*** Page text ***

Monday, May 17, 2004



RFID and Barcoding Convergence in the Pharmaceutical Value Chain...

The U.S Food and Drug Administration (FDA) published rules in 2004 that require prescription drugs to be identified with barcode labels at the unit-of-use packaging level to drive improvements in patient safety through reduction of preventable medical errors. This capability must be demonstrated by April 2006. An FDA task force released a study on security labeling techniques to protect against pharmaceutical counterfeiting, which leverages implementation of radio frequency identification (RFID) in the pharmaceutical supply chain by 2007. Most pharmaceutical companies and their distributors need an RFID strategy because of RFID compliance requirements by participants in the pharmaceutical value chain, such as major retailers: Wal-Mart, Target, and the U.S. Department of Defense.

RFID compliance requirements in the pharmaceutical value start as early as 2005 and will intensify due to these regulatory and value chain trends.

All of this market activity requires pharmaceutical companies to define an RFID-enabled product labeling and packaging strategy, that can be flexibly implemented and leveraged over the over the next five years... The RFID strategy must address specific RFID pallet and container tagging requirements, unit-of-use bar coding labeling requirements, anti-counterfeiting RFID and smart label marking, and RFID-enabled brand protection. The RFID technology strategy must deliver the required business capabilities, but also should provide tangible benefits in security and operational efficiency of the supply chain for the participants in the pharmaceutical value chain.

*** End of Page text ***
*** Dataset ***

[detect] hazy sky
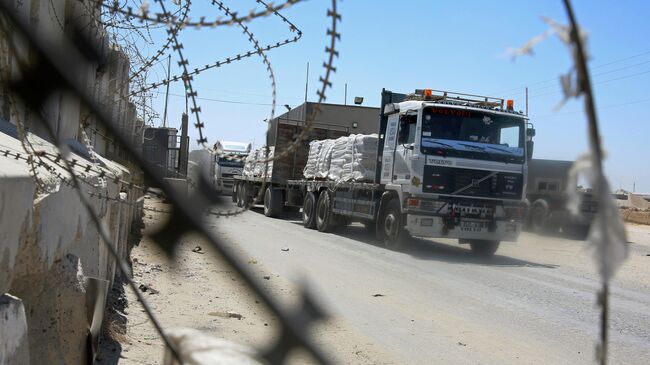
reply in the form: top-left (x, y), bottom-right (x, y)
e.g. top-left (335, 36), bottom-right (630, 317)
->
top-left (143, 0), bottom-right (650, 193)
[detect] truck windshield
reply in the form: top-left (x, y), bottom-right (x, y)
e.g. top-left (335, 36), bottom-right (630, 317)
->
top-left (223, 144), bottom-right (248, 152)
top-left (218, 156), bottom-right (246, 167)
top-left (421, 107), bottom-right (524, 162)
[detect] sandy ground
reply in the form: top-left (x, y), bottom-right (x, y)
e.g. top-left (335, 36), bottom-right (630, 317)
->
top-left (98, 196), bottom-right (650, 364)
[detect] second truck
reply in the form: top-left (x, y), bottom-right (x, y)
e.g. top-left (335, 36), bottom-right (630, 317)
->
top-left (234, 89), bottom-right (534, 256)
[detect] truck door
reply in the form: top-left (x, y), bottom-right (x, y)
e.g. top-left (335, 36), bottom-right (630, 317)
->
top-left (393, 113), bottom-right (417, 184)
top-left (378, 114), bottom-right (399, 184)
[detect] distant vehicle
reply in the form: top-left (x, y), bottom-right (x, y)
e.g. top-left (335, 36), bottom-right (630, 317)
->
top-left (213, 141), bottom-right (252, 194)
top-left (526, 159), bottom-right (598, 238)
top-left (235, 89), bottom-right (534, 256)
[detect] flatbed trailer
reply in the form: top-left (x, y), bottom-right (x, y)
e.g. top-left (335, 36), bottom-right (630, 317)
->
top-left (234, 89), bottom-right (534, 256)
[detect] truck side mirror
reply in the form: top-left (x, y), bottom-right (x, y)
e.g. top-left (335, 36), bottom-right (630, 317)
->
top-left (397, 117), bottom-right (409, 144)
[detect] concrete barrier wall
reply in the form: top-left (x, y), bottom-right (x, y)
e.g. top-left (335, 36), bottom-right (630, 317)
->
top-left (620, 209), bottom-right (650, 225)
top-left (0, 133), bottom-right (139, 364)
top-left (0, 0), bottom-right (142, 364)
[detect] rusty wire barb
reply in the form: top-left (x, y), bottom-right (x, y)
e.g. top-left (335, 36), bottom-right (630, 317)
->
top-left (102, 0), bottom-right (303, 28)
top-left (0, 0), bottom-right (340, 364)
top-left (131, 0), bottom-right (302, 106)
top-left (507, 0), bottom-right (629, 365)
top-left (124, 0), bottom-right (192, 82)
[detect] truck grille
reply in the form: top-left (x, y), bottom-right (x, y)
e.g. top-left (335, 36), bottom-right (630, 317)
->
top-left (422, 166), bottom-right (523, 199)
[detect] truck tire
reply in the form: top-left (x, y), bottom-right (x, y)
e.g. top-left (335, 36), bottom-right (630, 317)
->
top-left (315, 190), bottom-right (336, 232)
top-left (562, 223), bottom-right (591, 241)
top-left (231, 183), bottom-right (239, 204)
top-left (237, 183), bottom-right (244, 208)
top-left (469, 240), bottom-right (501, 257)
top-left (377, 198), bottom-right (411, 250)
top-left (302, 192), bottom-right (318, 229)
top-left (264, 186), bottom-right (284, 218)
top-left (528, 199), bottom-right (548, 233)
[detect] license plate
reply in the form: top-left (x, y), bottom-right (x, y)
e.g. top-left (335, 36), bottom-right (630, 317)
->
top-left (459, 221), bottom-right (487, 232)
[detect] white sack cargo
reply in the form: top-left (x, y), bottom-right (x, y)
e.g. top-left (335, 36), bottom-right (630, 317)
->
top-left (253, 146), bottom-right (274, 177)
top-left (242, 150), bottom-right (258, 177)
top-left (302, 141), bottom-right (323, 179)
top-left (316, 139), bottom-right (334, 179)
top-left (304, 134), bottom-right (377, 181)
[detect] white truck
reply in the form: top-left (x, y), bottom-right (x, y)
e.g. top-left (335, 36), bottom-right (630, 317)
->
top-left (213, 141), bottom-right (252, 194)
top-left (235, 89), bottom-right (535, 256)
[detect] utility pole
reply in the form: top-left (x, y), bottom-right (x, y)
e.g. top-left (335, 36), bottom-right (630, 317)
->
top-left (178, 113), bottom-right (190, 177)
top-left (526, 86), bottom-right (528, 116)
top-left (305, 62), bottom-right (309, 104)
top-left (163, 55), bottom-right (172, 128)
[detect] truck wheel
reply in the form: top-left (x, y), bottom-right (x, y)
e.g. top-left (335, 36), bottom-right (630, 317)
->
top-left (562, 223), bottom-right (591, 241)
top-left (378, 198), bottom-right (410, 250)
top-left (264, 186), bottom-right (284, 218)
top-left (231, 183), bottom-right (239, 203)
top-left (469, 240), bottom-right (500, 257)
top-left (237, 183), bottom-right (244, 208)
top-left (302, 192), bottom-right (318, 229)
top-left (529, 199), bottom-right (548, 233)
top-left (315, 190), bottom-right (335, 232)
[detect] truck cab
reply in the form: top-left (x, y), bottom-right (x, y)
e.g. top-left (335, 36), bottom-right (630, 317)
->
top-left (213, 141), bottom-right (252, 194)
top-left (376, 89), bottom-right (534, 255)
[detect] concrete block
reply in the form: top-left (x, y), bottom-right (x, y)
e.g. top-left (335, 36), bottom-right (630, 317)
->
top-left (0, 294), bottom-right (29, 365)
top-left (0, 172), bottom-right (36, 293)
top-left (11, 255), bottom-right (89, 364)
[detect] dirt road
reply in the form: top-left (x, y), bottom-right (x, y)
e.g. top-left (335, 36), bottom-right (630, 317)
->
top-left (105, 199), bottom-right (650, 364)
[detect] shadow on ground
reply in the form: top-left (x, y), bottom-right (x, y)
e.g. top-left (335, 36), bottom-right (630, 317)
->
top-left (95, 275), bottom-right (128, 365)
top-left (251, 207), bottom-right (558, 269)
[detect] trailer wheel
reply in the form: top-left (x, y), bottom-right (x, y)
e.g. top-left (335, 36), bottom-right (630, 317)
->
top-left (264, 186), bottom-right (284, 218)
top-left (302, 192), bottom-right (318, 229)
top-left (315, 190), bottom-right (335, 232)
top-left (378, 198), bottom-right (410, 250)
top-left (529, 199), bottom-right (548, 233)
top-left (237, 183), bottom-right (244, 208)
top-left (231, 183), bottom-right (239, 203)
top-left (469, 240), bottom-right (500, 257)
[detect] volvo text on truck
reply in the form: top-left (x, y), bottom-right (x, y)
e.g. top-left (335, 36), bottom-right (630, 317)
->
top-left (235, 89), bottom-right (534, 256)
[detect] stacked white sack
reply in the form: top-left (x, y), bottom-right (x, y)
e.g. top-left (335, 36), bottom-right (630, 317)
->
top-left (341, 134), bottom-right (377, 181)
top-left (327, 137), bottom-right (352, 181)
top-left (242, 150), bottom-right (257, 177)
top-left (253, 146), bottom-right (274, 177)
top-left (316, 139), bottom-right (334, 179)
top-left (302, 141), bottom-right (323, 179)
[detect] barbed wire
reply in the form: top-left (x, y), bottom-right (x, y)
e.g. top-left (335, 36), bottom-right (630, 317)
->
top-left (102, 0), bottom-right (304, 28)
top-left (0, 0), bottom-right (340, 363)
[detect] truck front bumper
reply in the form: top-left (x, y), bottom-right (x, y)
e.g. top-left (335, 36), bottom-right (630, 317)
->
top-left (406, 214), bottom-right (522, 241)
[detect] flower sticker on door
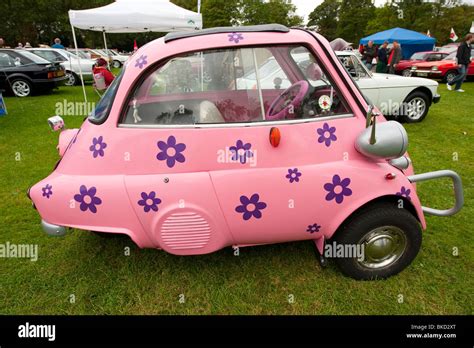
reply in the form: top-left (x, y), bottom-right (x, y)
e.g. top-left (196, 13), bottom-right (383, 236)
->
top-left (306, 224), bottom-right (321, 234)
top-left (89, 135), bottom-right (107, 158)
top-left (286, 168), bottom-right (303, 184)
top-left (138, 191), bottom-right (161, 213)
top-left (74, 185), bottom-right (102, 214)
top-left (317, 123), bottom-right (337, 147)
top-left (156, 135), bottom-right (186, 168)
top-left (229, 140), bottom-right (253, 164)
top-left (41, 184), bottom-right (53, 199)
top-left (324, 175), bottom-right (352, 204)
top-left (396, 186), bottom-right (411, 201)
top-left (235, 193), bottom-right (267, 221)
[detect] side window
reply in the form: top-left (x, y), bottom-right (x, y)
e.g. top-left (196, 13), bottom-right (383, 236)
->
top-left (121, 46), bottom-right (349, 127)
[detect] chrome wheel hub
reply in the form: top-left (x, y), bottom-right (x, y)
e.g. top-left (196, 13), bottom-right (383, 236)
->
top-left (358, 226), bottom-right (407, 269)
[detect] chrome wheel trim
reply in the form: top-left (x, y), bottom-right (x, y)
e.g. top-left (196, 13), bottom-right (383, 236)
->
top-left (12, 80), bottom-right (31, 97)
top-left (357, 226), bottom-right (408, 270)
top-left (66, 72), bottom-right (76, 86)
top-left (407, 97), bottom-right (426, 120)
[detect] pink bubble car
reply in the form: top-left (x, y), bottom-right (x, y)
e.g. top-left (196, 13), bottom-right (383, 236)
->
top-left (28, 25), bottom-right (463, 279)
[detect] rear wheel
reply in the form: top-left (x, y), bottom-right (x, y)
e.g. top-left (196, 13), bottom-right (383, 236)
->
top-left (335, 203), bottom-right (422, 280)
top-left (11, 79), bottom-right (33, 98)
top-left (401, 91), bottom-right (430, 123)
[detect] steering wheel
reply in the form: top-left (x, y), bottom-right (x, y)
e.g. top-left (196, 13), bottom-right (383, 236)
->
top-left (265, 80), bottom-right (309, 121)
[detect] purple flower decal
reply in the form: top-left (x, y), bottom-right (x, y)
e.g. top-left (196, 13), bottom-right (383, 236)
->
top-left (235, 193), bottom-right (267, 221)
top-left (74, 185), bottom-right (102, 214)
top-left (135, 55), bottom-right (148, 69)
top-left (138, 191), bottom-right (161, 213)
top-left (156, 135), bottom-right (186, 168)
top-left (396, 186), bottom-right (411, 201)
top-left (41, 184), bottom-right (53, 199)
top-left (306, 224), bottom-right (321, 234)
top-left (89, 135), bottom-right (107, 158)
top-left (317, 123), bottom-right (337, 147)
top-left (227, 33), bottom-right (244, 43)
top-left (324, 175), bottom-right (352, 204)
top-left (229, 140), bottom-right (253, 164)
top-left (286, 168), bottom-right (303, 184)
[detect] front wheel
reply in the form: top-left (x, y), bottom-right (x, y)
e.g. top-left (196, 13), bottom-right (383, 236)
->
top-left (335, 203), bottom-right (422, 280)
top-left (401, 91), bottom-right (430, 123)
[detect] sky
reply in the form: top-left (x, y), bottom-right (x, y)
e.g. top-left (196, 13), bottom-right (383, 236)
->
top-left (292, 0), bottom-right (474, 23)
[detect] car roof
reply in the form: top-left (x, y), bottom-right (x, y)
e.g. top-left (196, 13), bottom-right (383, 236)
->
top-left (164, 24), bottom-right (290, 43)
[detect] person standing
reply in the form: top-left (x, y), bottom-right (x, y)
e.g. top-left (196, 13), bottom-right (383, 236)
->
top-left (388, 41), bottom-right (402, 74)
top-left (447, 34), bottom-right (474, 92)
top-left (375, 41), bottom-right (388, 74)
top-left (51, 37), bottom-right (64, 50)
top-left (362, 40), bottom-right (377, 70)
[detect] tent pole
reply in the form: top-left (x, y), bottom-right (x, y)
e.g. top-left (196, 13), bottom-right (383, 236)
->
top-left (71, 23), bottom-right (87, 104)
top-left (102, 30), bottom-right (110, 70)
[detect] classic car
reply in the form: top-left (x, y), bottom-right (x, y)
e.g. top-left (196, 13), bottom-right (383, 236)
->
top-left (337, 51), bottom-right (441, 123)
top-left (395, 51), bottom-right (451, 76)
top-left (28, 25), bottom-right (463, 279)
top-left (411, 49), bottom-right (474, 82)
top-left (0, 49), bottom-right (66, 97)
top-left (26, 48), bottom-right (95, 86)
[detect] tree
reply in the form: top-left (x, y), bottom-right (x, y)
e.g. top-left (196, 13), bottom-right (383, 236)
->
top-left (337, 0), bottom-right (375, 43)
top-left (308, 0), bottom-right (340, 41)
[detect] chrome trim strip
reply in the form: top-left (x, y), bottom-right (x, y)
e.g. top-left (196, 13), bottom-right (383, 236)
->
top-left (407, 170), bottom-right (464, 216)
top-left (118, 114), bottom-right (354, 129)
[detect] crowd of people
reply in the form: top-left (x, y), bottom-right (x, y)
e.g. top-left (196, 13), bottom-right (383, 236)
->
top-left (359, 41), bottom-right (402, 74)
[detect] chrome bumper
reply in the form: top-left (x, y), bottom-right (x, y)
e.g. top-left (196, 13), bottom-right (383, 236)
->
top-left (41, 220), bottom-right (66, 237)
top-left (408, 170), bottom-right (464, 216)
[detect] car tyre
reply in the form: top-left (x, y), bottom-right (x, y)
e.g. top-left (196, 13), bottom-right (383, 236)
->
top-left (65, 71), bottom-right (79, 86)
top-left (335, 203), bottom-right (422, 280)
top-left (400, 91), bottom-right (431, 123)
top-left (10, 78), bottom-right (33, 98)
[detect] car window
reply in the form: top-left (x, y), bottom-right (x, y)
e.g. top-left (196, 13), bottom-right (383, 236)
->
top-left (120, 46), bottom-right (349, 127)
top-left (0, 52), bottom-right (15, 68)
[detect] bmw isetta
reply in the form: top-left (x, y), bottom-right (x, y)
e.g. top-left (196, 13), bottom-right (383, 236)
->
top-left (28, 25), bottom-right (463, 279)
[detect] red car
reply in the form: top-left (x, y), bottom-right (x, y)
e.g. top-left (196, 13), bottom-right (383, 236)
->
top-left (411, 49), bottom-right (474, 82)
top-left (395, 51), bottom-right (449, 76)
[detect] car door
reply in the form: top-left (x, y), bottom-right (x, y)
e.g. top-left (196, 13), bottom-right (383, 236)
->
top-left (114, 45), bottom-right (363, 253)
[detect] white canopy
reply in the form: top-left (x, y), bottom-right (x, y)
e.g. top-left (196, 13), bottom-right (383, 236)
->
top-left (69, 0), bottom-right (202, 33)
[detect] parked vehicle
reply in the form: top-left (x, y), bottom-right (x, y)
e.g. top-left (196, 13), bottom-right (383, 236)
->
top-left (411, 49), bottom-right (474, 82)
top-left (0, 49), bottom-right (66, 97)
top-left (26, 48), bottom-right (95, 86)
top-left (337, 51), bottom-right (441, 123)
top-left (97, 49), bottom-right (130, 69)
top-left (28, 25), bottom-right (463, 279)
top-left (395, 51), bottom-right (450, 76)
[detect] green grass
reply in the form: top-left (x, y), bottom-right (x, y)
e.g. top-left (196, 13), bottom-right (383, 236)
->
top-left (0, 83), bottom-right (474, 314)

*** End of Dataset ***

**What the exercise asks:** Copy the full post on RFID and barcoding in the pharmaceutical value chain word for word. The listing comes from a source separate from the post.

**Response area:**
Monday, May 17, 2004



RFID and Barcoding Convergence in the Pharmaceutical Value Chain...

The U.S Food and Drug Administration (FDA) published rules in 2004 that require prescription drugs to be identified with barcode labels at the unit-of-use packaging level to drive improvements in patient safety through reduction of preventable medical errors. This capability must be demonstrated by April 2006. An FDA task force released a study on security labeling techniques to protect against pharmaceutical counterfeiting, which leverages implementation of radio frequency identification (RFID) in the pharmaceutical supply chain by 2007. Most pharmaceutical companies and their distributors need an RFID strategy because of RFID compliance requirements by participants in the pharmaceutical value chain, such as major retailers: Wal-Mart, Target, and the U.S. Department of Defense.

RFID compliance requirements in the pharmaceutical value start as early as 2005 and will intensify due to these regulatory and value chain trends.

All of this market activity requires pharmaceutical companies to define an RFID-enabled product labeling and packaging strategy, that can be flexibly implemented and leveraged over the over the next five years... The RFID strategy must address specific RFID pallet and container tagging requirements, unit-of-use bar coding labeling requirements, anti-counterfeiting RFID and smart label marking, and RFID-enabled brand protection. The RFID technology strategy must deliver the required business capabilities, but also should provide tangible benefits in security and operational efficiency of the supply chain for the participants in the pharmaceutical value chain.